[Problem to work on]
Copy the part that opens with the line containing "For the benchmark, pin each instance of the plain" and closes with the line containing "(1156, 835)", swapping "plain wall backdrop" for "bare wall backdrop" and keeping everything else in those rows the same. Leave the pictures out of the answer.

[Information shown]
::::
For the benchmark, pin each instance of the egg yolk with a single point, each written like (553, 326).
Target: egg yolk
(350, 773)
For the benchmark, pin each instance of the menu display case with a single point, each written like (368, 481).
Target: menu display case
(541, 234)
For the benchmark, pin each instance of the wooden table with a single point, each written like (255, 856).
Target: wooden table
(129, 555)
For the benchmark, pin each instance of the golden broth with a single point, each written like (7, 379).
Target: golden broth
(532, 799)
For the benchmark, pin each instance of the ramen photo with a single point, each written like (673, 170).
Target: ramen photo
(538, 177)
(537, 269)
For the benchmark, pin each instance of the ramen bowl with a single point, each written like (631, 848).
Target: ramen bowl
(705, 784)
::::
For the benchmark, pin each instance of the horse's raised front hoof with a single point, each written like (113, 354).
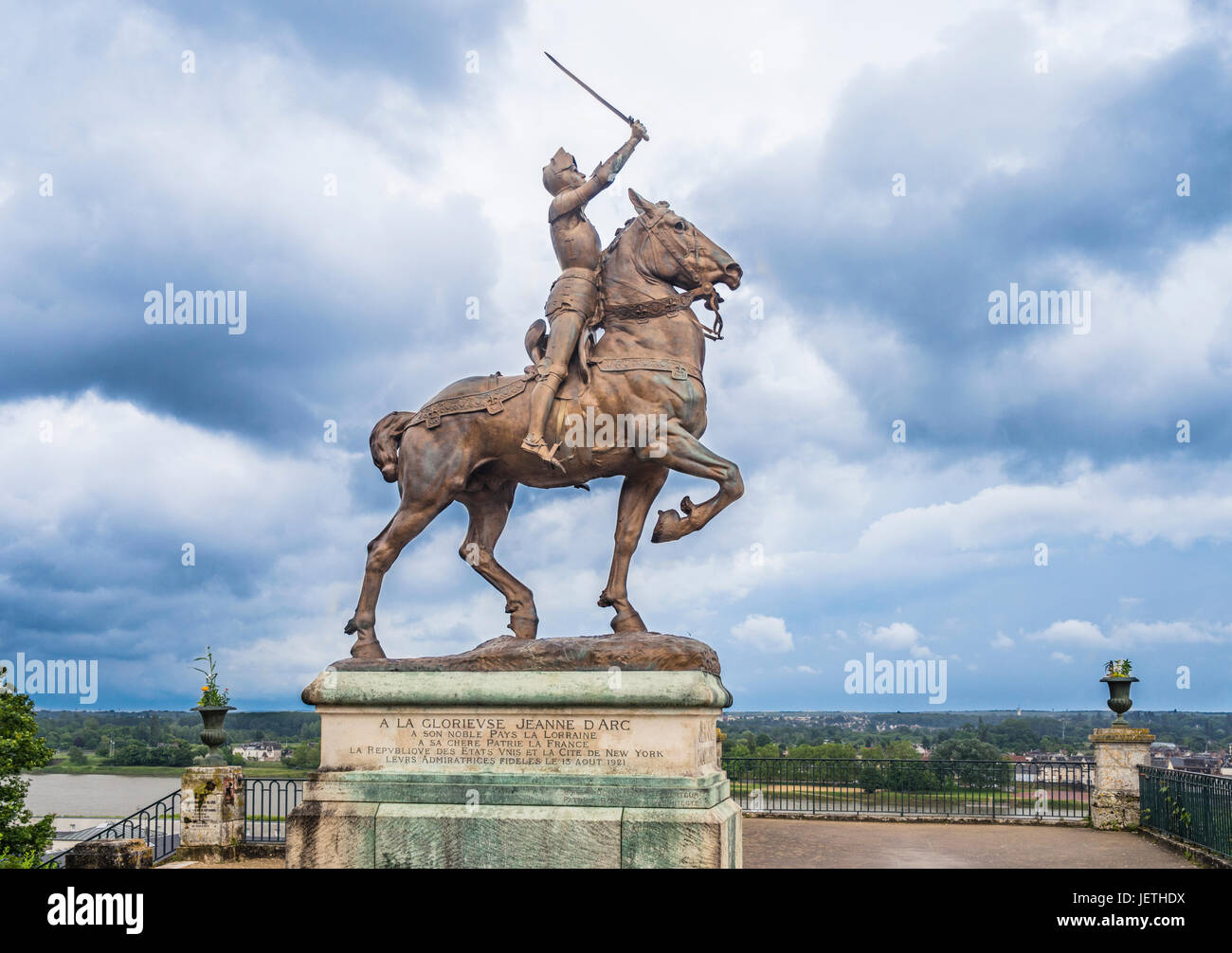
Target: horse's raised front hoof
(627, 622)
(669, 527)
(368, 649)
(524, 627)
::::
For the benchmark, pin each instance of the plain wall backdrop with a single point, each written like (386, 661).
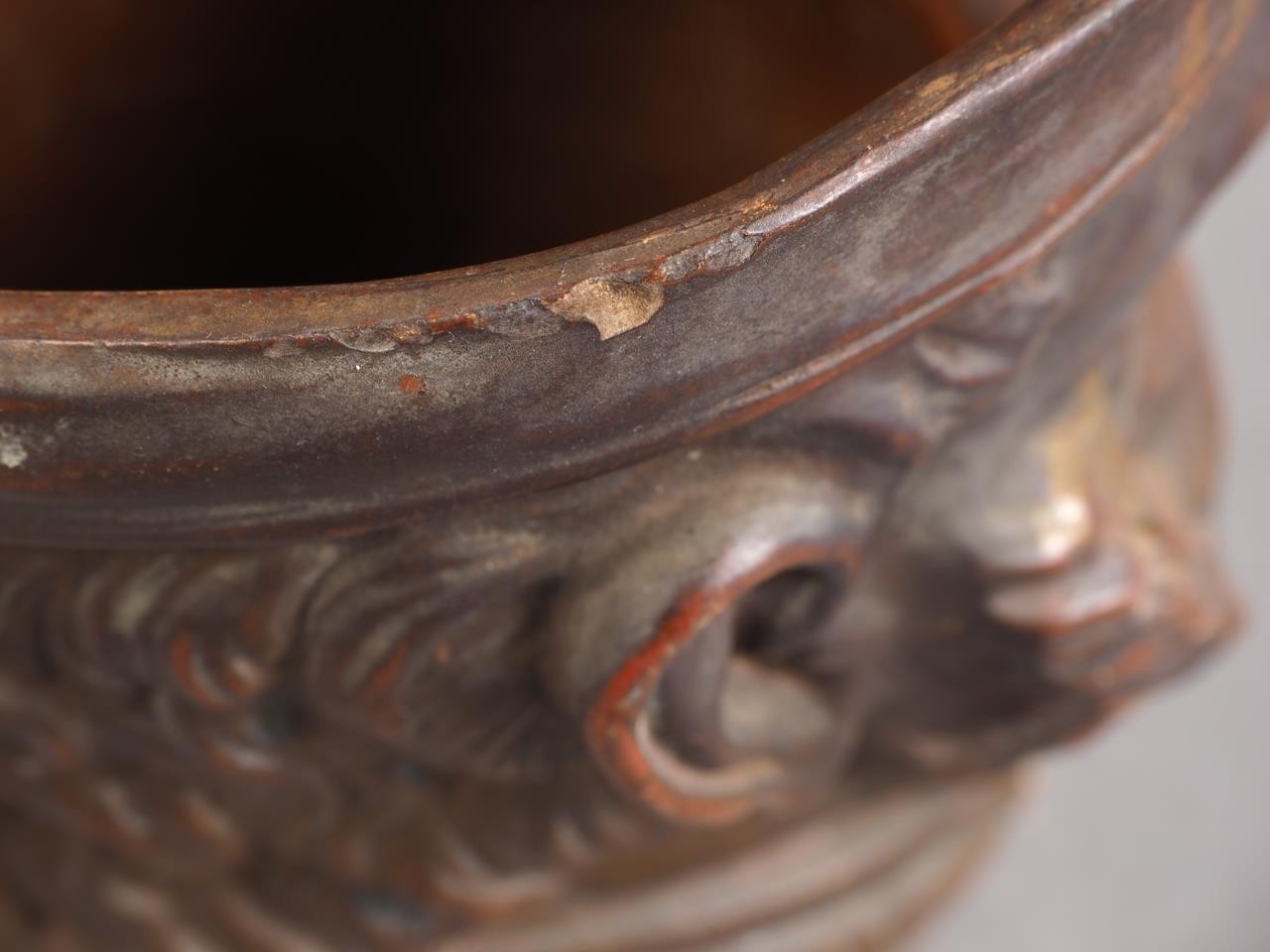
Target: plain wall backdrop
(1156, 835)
::::
[Written answer]
For the benchmark, pin each instance of the bare wall backdrop with a single point, each written like (386, 661).
Target: bare wall backdrop
(1156, 835)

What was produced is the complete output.